The task> Write out every record below exactly as given. Leave the pictures out.

Excerpted data>
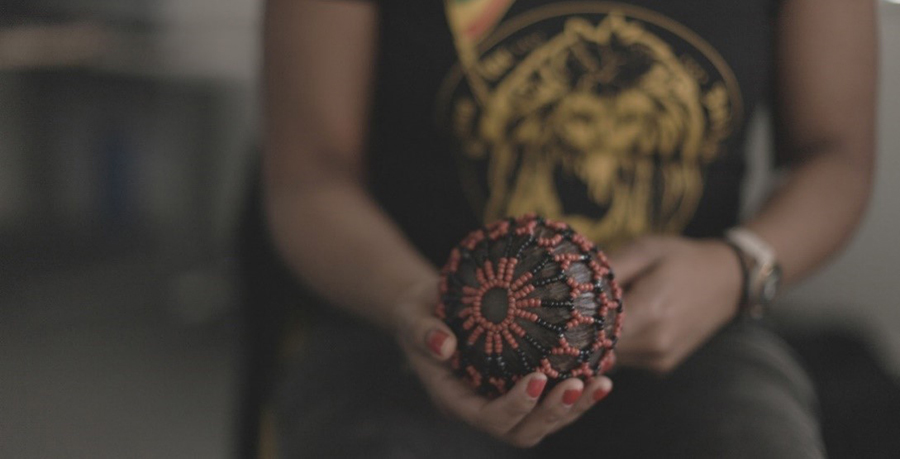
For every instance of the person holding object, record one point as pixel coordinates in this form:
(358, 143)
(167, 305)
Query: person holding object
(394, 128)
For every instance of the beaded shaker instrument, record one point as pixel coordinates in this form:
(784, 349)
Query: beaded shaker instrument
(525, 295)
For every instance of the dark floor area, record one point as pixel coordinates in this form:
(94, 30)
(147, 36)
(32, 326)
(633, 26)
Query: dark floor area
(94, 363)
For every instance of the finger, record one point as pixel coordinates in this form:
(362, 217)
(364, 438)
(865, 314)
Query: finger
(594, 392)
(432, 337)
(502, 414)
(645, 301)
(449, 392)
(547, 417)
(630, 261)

Response below>
For every instance of the person holding object, record one point as pixel coordinates in this form:
(358, 143)
(167, 305)
Query: person holding object
(394, 128)
For every instance of the beaded shaker instrument, record one point as pixel coordinates in this form:
(784, 349)
Query: beaded shaker instrument
(525, 295)
For every instance of the dark floor area, record one point as pixel coordinates in this form:
(94, 30)
(147, 36)
(32, 326)
(633, 26)
Query: dark floor area
(94, 363)
For every instance of the finger, record one point as pixel coordinates in this form:
(362, 217)
(364, 438)
(865, 314)
Query: finger
(594, 392)
(432, 337)
(502, 414)
(645, 301)
(449, 392)
(547, 417)
(630, 261)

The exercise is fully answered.